*Document passage*
Start of Block
How did you come to be a GP in Taree?
I was a procedural GP in Singleton in the 1990’s. When we were having our first child, 23 years ago, we decided to relocate. We bought a solo practice just outside Taree because it wasn’t too far away from family and there was also a very strong arts community in the town, which was very important for my wife, who is a singer.
What what’s your motivation in being a GP supervisor?
I’ve been a supervisor for a substantial amount of time, back in Singleton I was a supervisor. I think about all the people that have helped me, have encouraged, put up with me, or have been very candid about my areas of weakness.
Our profession has that wonderful tradition of helping each other with our strengths and weaknesses, in early or late career. GPs have really got to be thinking all the time about the people coming after us, the next generation and succession, otherwise we’ll be all up the creek.
What do you enjoy most about being a GP supervisor?
In some ways you get a ritual flogging every time you don’t understand the latest technology or social media. My kids have now left home so I’m not getting the rolling of the eyes at home, but I still get it from the registrars, which is great.
Also, I’m learning from the registrars. You’re often having in-depth discussions about cases, and they might well have had all types of interesting previous skills. I had one registrar who had been a vascular surgeon in China; he taught me some things about skin surgery involving blood vessels.
One of the things that I think is really exciting about GP Synergy is the way it’s taken on the ReCEnT project. I think it is really exciting to be able to evaluate education for individual registrars and as a professional group. I think we need to acknowledge those people at GP Synergy, such as Tony Saltis and Parker Magin, who are mentoring GP supervisors to attempt research or undertake up-skilling.
How did you develop your speciality in addiction medicine?
I’ve always been interested in politics and I ran for the Australian Democrats in the State election of 1994/95. State politics at that time was a crime auction where people said, ‘I’m tougher on crime than the other lot’. I talked about providing drug treatment services, methadone, and so on. At that time, it got me headlines and airtime. People assumed I knew all about it because I was a doctor; but I didn’t. Frankly, I had all the same stigmatised attitudes and fears that everyone has, because when you think about it, drugs are essentially defined by stigma, and addiction is intrinsically a pejorative phrase.
A year or two later we ended up in the Manning Valley and I was approached to train in office-based methadone provision as there was no one else in Taree offering such care. I thought ‘no way, we’ll go broke’, but then I thought I better put my money where my mouth is, so we took it on and it took off. I eventually did some university work and became grandfathered into the new chapter of addiction medicine in the Royal Australian College of Physicians.
I’ve been running clinics at the Manning Hospital in Taree for 19 years and am now part-time staff specialist as well as a GP supervisor. Many GP registrars have done addiction clinics with me at the hospital. They’re all a bit apprehensive about it initially but have found it really useful. You develop skills in dealing with difficult patients and you feel comfortable discussing how to help people who are often otherwise impossible to help. No registrar has said they wished they hadn’t done it, they’ve all spoken very highly about developing skills in drug and alcohol, because in general practice such a high number of our complicated patients have problems with drugs and alcohol or pharmaceuticals.
Why would you recommend GP training in Taree?
I think a lot of people in Sydney are worried there’s no such thing as civilization north of the Hawkesbury River, but there’s all sorts of wonderful things people can do outside Sydney. We’ve got a lovely river, lots of beaches, rainforests, there is just about every sport represented, we’ve got a great facility for performing arts and a very large annual Eisteddfod with thousands of people involved. At the ParkRun each Saturday along the riverbank I see heaps of my patients, and there is plenty of sledging.
The practice you do in Taree is different in some ways in that it’s an older community, so it’s a great place for people to learn about chronic disease management. Taree has a large Indigenous population and all Australians need to look to understanding and resolving our shared racial history. People who come to work in the Manning will be able to encounter and possibly engage with Aboriginal culture.
End of Block
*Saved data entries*
Start of Block
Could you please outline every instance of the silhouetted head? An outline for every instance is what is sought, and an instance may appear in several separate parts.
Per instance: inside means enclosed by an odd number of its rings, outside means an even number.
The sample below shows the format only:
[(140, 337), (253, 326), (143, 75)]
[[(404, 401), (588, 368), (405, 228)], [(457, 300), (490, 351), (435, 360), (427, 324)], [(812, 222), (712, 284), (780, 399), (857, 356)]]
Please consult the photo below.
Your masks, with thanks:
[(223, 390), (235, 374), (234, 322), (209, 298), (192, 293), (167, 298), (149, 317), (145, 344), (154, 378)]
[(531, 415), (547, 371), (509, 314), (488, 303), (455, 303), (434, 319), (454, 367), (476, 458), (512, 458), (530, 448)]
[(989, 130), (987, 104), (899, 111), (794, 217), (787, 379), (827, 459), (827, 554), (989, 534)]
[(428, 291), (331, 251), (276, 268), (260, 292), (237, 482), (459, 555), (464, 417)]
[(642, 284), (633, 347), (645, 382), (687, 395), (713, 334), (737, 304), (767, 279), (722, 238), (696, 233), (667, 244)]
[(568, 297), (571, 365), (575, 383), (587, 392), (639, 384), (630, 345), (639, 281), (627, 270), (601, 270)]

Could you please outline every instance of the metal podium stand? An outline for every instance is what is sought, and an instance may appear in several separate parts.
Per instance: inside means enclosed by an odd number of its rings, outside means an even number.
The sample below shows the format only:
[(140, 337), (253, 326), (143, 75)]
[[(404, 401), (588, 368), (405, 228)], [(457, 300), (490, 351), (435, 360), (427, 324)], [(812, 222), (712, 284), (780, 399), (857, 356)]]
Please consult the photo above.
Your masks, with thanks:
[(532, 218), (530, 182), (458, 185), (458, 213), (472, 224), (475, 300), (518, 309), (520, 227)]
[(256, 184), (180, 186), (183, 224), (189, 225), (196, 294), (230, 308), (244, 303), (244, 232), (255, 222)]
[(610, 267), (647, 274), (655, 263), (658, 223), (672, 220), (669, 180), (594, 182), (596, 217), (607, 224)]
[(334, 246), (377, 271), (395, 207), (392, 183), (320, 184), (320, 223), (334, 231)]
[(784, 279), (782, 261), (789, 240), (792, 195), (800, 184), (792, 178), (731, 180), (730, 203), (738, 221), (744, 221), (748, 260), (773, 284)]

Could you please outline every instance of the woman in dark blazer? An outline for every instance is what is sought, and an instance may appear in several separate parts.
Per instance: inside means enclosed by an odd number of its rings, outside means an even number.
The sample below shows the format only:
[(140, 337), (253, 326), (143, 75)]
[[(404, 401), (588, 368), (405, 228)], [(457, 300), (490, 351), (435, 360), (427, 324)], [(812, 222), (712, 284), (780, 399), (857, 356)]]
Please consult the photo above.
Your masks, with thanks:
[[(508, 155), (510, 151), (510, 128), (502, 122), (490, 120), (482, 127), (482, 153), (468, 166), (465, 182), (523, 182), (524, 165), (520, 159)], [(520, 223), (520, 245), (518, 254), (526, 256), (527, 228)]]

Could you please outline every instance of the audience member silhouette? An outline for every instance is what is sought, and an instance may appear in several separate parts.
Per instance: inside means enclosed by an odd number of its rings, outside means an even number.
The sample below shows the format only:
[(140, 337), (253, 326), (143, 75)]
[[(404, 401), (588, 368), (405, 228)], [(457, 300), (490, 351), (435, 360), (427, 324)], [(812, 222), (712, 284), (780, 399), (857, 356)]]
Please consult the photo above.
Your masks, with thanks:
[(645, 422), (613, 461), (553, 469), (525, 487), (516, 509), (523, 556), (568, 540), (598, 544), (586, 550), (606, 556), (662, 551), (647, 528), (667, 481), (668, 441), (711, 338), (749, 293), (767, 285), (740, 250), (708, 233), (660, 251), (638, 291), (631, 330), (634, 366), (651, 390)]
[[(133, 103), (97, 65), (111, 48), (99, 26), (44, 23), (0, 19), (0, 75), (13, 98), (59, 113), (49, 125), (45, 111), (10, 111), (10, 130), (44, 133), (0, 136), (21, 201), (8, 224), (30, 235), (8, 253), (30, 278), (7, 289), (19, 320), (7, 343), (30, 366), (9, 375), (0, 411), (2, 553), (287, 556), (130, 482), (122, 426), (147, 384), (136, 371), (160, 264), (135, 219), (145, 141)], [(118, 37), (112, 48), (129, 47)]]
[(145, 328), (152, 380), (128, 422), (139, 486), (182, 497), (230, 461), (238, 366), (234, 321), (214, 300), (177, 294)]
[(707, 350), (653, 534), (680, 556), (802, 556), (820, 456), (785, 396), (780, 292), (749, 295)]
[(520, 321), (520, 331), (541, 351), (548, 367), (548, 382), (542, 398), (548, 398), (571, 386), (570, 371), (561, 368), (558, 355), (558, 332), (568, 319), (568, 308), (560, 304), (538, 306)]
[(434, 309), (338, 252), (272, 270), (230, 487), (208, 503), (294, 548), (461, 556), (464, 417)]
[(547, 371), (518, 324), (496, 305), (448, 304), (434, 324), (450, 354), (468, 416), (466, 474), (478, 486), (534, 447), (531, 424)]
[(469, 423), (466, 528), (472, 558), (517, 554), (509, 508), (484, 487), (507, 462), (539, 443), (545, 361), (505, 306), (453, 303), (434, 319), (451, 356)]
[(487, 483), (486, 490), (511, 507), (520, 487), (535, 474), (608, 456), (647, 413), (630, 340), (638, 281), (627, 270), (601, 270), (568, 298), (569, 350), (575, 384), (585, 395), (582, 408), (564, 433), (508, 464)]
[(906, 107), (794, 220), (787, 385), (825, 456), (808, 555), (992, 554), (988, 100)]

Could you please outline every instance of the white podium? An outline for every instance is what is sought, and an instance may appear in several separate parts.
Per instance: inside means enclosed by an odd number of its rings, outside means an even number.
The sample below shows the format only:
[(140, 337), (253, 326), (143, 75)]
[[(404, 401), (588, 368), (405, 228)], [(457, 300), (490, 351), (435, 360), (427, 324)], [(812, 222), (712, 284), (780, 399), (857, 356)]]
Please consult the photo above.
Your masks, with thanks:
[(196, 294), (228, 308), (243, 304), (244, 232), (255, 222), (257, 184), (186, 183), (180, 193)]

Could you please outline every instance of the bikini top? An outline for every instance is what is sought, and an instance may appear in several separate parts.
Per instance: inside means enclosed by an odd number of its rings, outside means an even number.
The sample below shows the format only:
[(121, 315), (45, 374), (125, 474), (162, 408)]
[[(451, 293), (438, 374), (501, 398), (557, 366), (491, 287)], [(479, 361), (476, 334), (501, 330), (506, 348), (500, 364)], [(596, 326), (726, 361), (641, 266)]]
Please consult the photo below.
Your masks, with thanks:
End of Block
*Task set*
[1] Reproduce the GP interview word for word from "Also, I’m learning" to "involving blood vessels.".
[2] Answer these questions from the GP interview:
(a) In which town was the speaker a procedural GP in the 1990s?
(b) Which party did the speaker run for in the State election of 1994/95?
(c) For how many years has the speaker been running clinics at the Manning Hospital?
The rows play no part in this work.

*Per-task answers*
[1]
Also, I’m learning from the registrars. You’re often having in-depth discussions about cases, and they might well have had all types of interesting previous skills. I had one registrar who had been a vascular surgeon in China; he taught me some things about skin surgery involving blood vessels.

[2]
(a) Singleton
(b) The Australian Democrats
(c) 19 years